__Prompt 1__. Write out the part of the enterprise activism passage below that opens with the words containing "His comment, backing" and closes with "has studied closely.".
__Prompt 2__.
Answer these questions using the enterprise activism passage below.
(a) What plan did the CEO's comment back?
(b) What does Whitler call activism in her quoted remark about reputation?
(c) Who wrote Whitler's recent paper with her?

__Text segment__.
◆ ◆ ◆

His comment, backing President Donald Trump’s plan to deploy National Guard troops to the City by the Bay, triggered swift backlash from local officials and tech insiders, and prompted the CEO to apologize.
The blowback was a reminder that good intentions — in this case, public safety — aren’t enough in the age of CEO activism. It’s also the type of misstep that Professor Kimberly A. Whitler has studied closely.
“What we thought about activism 10 years ago is very different from what we think today,” says Whitler, the Frank M. Sands Sr. Professor of Business Administration at the University of Virginia's Darden School of Business. “It's one of the biggest reputational risks you can engage in, and it can create all sorts of inadvertent damage.”
Her recent paper, “The enterprise activism risk model: How good intentions can jeopardize business success,” written with Thomas Barta and highlighted in Harvard Business Review, offers a framework to help leaders think before they speak. It urges executives to weigh two questions: How divisive is the issue? And does our stance fit who we are as a company?
What Is Enterprise Activism?
The authors define Enterprise Activism broadly as “all forms of firm-initiated activism which can impact brand and business performance, such as brand activism, CEO activism, and corporate activism, regardless of who is making the decision or whether a portfolio brand or the corporate brand is involved.”
In other words, it covers everything from a CEO’s political tweet to a store manager’s community-level campaign if it influences how consumers perceive the brand.
“Enterprise Activism refers to firms taking action — regardless of the level of the individual initiating the action or the level of brand affected — to impact societal, political, economic, or environmental change,” they write.

◆ ◆ ◆

__Extracted data__.
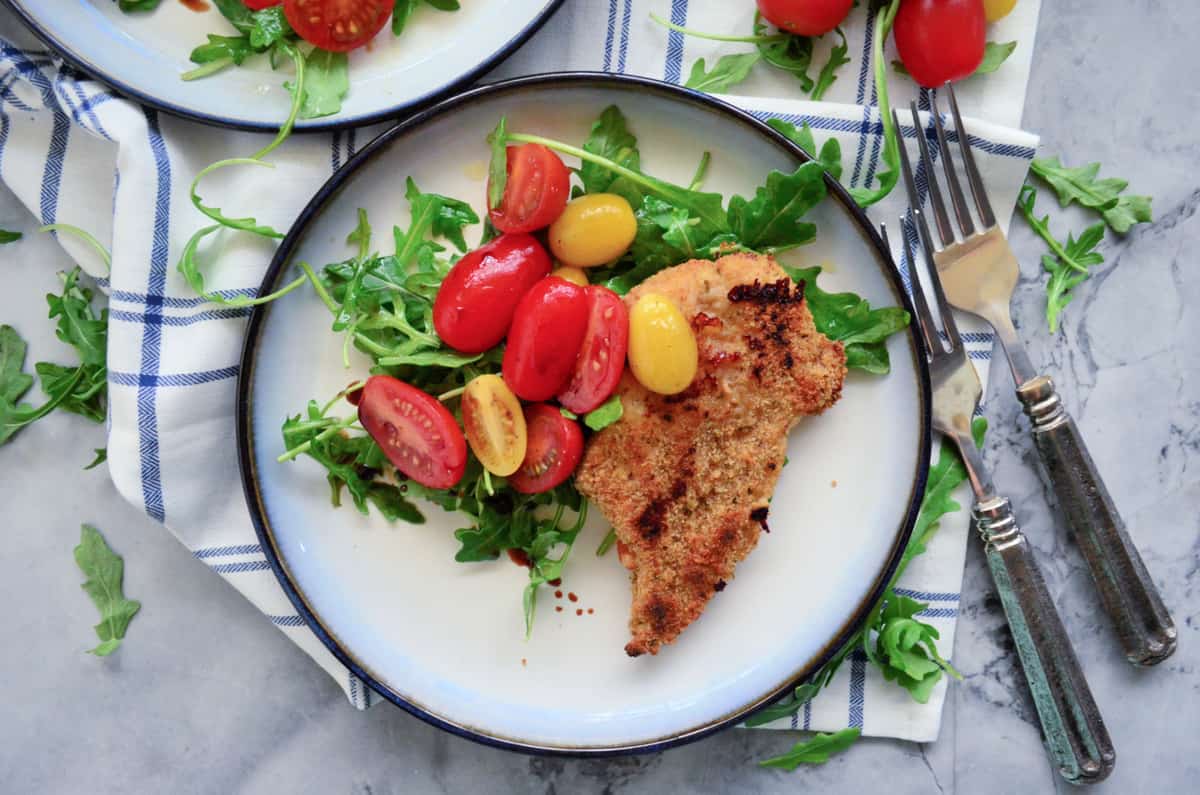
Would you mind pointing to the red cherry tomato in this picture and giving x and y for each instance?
(417, 432)
(545, 338)
(552, 453)
(940, 40)
(337, 25)
(603, 354)
(535, 191)
(805, 17)
(474, 305)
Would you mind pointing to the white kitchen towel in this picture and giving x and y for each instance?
(76, 153)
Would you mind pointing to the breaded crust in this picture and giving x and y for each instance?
(685, 478)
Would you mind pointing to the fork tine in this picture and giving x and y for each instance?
(977, 191)
(960, 204)
(935, 191)
(924, 317)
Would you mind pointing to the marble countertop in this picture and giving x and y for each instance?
(208, 698)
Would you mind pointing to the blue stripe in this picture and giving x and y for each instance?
(171, 380)
(929, 596)
(673, 67)
(857, 687)
(288, 621)
(239, 568)
(151, 334)
(155, 318)
(609, 35)
(226, 551)
(625, 18)
(177, 303)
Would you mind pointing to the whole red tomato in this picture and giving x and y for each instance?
(940, 40)
(805, 17)
(475, 303)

◆ ◆ ◆

__Response box 1__.
His comment, backing President Donald Trump’s plan to deploy National Guard troops to the City by the Bay, triggered swift backlash from local officials and tech insiders, and prompted the CEO to apologize.
The blowback was a reminder that good intentions — in this case, public safety — aren’t enough in the age of CEO activism. It’s also the type of misstep that Professor Kimberly A. Whitler has studied closely.

__Response box 2__.
(a) President Donald Trump's plan to deploy National Guard troops to the City by the Bay.
(b) One of the biggest reputational risks you can engage in.
(c) Thomas Barta.